Rows from a pointing dataset
-- Start --

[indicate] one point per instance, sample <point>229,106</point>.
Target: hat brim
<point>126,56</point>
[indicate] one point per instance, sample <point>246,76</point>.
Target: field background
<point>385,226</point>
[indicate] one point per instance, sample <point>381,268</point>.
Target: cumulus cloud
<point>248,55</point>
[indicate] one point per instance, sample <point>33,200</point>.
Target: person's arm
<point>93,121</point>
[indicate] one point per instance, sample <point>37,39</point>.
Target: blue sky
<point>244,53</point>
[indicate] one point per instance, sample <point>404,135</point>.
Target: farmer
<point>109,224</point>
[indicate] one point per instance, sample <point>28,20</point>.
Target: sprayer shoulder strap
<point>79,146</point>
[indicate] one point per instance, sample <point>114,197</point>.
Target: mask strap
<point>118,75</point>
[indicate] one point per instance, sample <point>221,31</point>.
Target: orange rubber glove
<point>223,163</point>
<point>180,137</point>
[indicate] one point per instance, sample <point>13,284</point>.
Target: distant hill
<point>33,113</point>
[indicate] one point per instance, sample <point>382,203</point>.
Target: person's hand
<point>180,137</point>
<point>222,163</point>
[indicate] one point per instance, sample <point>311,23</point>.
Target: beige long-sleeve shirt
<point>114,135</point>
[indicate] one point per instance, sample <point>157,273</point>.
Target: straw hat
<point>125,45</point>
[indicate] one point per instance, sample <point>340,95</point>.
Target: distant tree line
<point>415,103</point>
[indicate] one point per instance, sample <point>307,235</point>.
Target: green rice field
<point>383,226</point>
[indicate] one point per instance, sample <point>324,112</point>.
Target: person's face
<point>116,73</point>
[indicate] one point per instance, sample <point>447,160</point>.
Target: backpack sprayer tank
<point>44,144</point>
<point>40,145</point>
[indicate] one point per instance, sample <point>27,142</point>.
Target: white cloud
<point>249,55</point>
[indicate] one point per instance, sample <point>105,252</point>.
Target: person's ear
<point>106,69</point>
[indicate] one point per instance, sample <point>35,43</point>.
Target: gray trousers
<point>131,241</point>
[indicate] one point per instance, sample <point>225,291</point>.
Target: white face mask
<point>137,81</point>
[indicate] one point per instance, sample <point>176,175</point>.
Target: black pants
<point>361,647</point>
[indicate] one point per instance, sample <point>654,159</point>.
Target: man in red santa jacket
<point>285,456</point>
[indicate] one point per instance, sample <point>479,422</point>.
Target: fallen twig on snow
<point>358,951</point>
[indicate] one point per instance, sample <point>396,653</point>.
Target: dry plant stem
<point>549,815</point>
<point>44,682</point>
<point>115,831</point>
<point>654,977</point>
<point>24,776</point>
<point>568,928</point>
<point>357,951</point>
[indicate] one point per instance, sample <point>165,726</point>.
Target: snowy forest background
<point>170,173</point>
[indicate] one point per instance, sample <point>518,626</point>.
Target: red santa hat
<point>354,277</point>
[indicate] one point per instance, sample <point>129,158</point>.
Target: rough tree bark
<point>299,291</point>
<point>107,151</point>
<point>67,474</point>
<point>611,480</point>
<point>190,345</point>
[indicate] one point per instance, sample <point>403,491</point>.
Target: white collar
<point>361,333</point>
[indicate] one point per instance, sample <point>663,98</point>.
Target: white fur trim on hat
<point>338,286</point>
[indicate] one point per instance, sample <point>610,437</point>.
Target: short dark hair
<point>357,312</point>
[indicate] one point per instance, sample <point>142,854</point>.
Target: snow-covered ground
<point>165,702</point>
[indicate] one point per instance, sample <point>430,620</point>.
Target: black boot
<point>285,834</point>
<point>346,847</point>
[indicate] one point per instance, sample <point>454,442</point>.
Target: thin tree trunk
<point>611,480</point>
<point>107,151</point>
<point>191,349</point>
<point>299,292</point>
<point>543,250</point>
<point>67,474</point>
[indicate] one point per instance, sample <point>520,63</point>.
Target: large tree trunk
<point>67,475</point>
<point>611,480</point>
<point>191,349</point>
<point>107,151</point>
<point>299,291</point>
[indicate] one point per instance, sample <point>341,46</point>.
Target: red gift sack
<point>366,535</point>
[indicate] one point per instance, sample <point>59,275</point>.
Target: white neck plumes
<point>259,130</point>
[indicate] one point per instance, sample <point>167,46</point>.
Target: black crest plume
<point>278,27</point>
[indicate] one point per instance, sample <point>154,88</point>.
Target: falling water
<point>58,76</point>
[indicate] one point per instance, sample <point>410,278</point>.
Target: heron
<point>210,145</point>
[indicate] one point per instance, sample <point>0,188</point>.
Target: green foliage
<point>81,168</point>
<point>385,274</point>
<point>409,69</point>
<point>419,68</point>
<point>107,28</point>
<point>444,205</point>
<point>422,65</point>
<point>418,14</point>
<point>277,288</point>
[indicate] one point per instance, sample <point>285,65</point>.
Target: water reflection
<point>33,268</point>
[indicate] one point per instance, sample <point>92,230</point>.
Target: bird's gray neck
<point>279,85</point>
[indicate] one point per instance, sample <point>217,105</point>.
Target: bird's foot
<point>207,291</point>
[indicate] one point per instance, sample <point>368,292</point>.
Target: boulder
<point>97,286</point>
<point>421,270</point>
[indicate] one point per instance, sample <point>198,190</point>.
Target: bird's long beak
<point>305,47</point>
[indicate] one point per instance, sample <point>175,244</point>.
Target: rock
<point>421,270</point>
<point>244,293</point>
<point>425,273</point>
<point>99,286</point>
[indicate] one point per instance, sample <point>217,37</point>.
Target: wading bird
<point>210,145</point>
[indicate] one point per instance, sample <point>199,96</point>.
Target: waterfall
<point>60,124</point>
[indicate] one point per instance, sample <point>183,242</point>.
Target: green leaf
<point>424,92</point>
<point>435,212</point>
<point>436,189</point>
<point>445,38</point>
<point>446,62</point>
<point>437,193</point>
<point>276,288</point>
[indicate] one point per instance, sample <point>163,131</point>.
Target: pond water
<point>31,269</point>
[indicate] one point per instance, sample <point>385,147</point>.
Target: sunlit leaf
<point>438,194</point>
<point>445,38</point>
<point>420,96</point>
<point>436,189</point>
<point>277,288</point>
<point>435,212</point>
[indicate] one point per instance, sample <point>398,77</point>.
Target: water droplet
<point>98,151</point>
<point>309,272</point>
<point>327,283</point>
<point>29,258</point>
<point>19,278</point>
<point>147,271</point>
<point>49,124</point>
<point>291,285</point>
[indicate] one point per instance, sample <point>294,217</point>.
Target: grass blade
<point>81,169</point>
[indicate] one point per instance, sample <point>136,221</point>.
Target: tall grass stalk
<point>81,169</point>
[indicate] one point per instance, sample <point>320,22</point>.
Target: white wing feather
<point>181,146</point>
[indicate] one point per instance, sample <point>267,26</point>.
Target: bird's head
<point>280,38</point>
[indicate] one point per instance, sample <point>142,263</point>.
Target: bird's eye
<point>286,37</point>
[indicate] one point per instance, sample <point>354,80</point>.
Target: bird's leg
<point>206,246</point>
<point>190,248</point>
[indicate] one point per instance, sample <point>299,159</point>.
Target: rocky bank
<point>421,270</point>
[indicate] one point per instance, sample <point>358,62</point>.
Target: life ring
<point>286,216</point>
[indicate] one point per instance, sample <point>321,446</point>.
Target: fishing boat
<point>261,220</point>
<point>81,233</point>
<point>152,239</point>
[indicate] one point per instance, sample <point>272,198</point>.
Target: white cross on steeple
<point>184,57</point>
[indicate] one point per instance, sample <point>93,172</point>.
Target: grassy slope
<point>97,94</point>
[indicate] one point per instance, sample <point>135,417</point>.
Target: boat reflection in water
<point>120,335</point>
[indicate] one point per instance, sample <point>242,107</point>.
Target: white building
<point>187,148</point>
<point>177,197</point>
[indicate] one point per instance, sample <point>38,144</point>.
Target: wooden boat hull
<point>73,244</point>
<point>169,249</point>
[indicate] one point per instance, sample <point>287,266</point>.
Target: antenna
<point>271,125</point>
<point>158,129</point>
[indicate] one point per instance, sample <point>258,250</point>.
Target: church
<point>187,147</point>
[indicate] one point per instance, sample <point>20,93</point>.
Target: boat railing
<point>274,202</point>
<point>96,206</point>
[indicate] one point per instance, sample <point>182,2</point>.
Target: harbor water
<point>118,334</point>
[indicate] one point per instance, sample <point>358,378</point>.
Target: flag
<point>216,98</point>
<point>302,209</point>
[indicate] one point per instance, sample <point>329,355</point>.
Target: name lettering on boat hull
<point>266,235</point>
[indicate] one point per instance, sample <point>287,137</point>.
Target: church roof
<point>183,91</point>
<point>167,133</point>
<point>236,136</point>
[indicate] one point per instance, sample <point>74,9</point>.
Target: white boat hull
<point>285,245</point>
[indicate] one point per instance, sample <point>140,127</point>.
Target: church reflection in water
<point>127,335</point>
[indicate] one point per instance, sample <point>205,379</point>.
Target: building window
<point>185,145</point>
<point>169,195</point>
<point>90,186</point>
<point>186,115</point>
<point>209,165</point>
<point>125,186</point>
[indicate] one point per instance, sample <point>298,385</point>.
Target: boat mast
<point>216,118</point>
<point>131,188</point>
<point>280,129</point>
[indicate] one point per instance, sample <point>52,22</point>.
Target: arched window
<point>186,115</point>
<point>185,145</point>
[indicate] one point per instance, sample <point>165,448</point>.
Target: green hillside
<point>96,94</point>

-- End --

Copy the material from its first line through the line containing "<point>244,53</point>", switching every "Target" to "Object" and keeping everything else unchanged.

* **Worked answer**
[indicate] one point per instance, sample <point>229,106</point>.
Object: hat brim
<point>126,56</point>
[indicate] one point per instance, sample <point>246,76</point>.
Object: field background
<point>385,226</point>
[indicate] one point per instance, sample <point>381,268</point>.
Object: cumulus cloud
<point>248,55</point>
[indicate] one point per instance, sample <point>33,200</point>.
Object: person's arm
<point>93,121</point>
[indicate] one point per instance, sample <point>37,39</point>.
Object: blue sky
<point>244,53</point>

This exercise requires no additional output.